__What you should do__
What is needed is an exact copy of the entries below, with the pictures left out.

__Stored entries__
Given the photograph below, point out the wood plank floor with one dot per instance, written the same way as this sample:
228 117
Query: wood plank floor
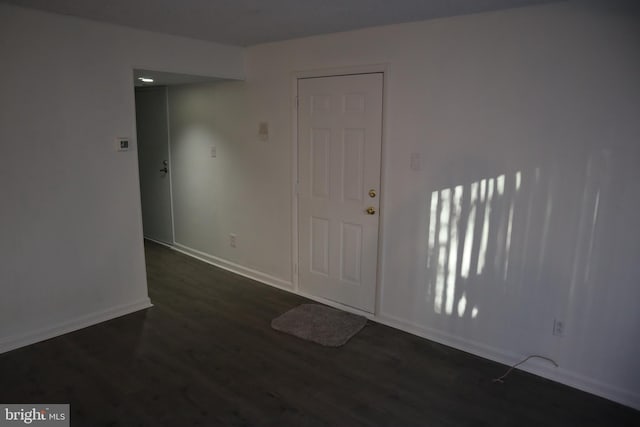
205 355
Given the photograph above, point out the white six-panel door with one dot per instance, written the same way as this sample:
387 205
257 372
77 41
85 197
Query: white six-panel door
339 137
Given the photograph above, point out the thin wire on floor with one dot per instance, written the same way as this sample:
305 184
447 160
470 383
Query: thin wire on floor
501 378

__Written solution__
Given the photograph below, point out the wood plank floor with one dot per instance, written the same way as this sample:
228 117
Query: wood plank floor
205 355
Given the photograph above, point out the white six-panel door with one dot per instance, written the same way as this sample:
387 205
257 372
77 41
85 197
Query: white six-panel door
339 137
Given the photograph above, point out the thin wire on floor with one dot per instance, written the same way as this sample:
305 184
447 160
470 383
Query: thin wire on floor
501 378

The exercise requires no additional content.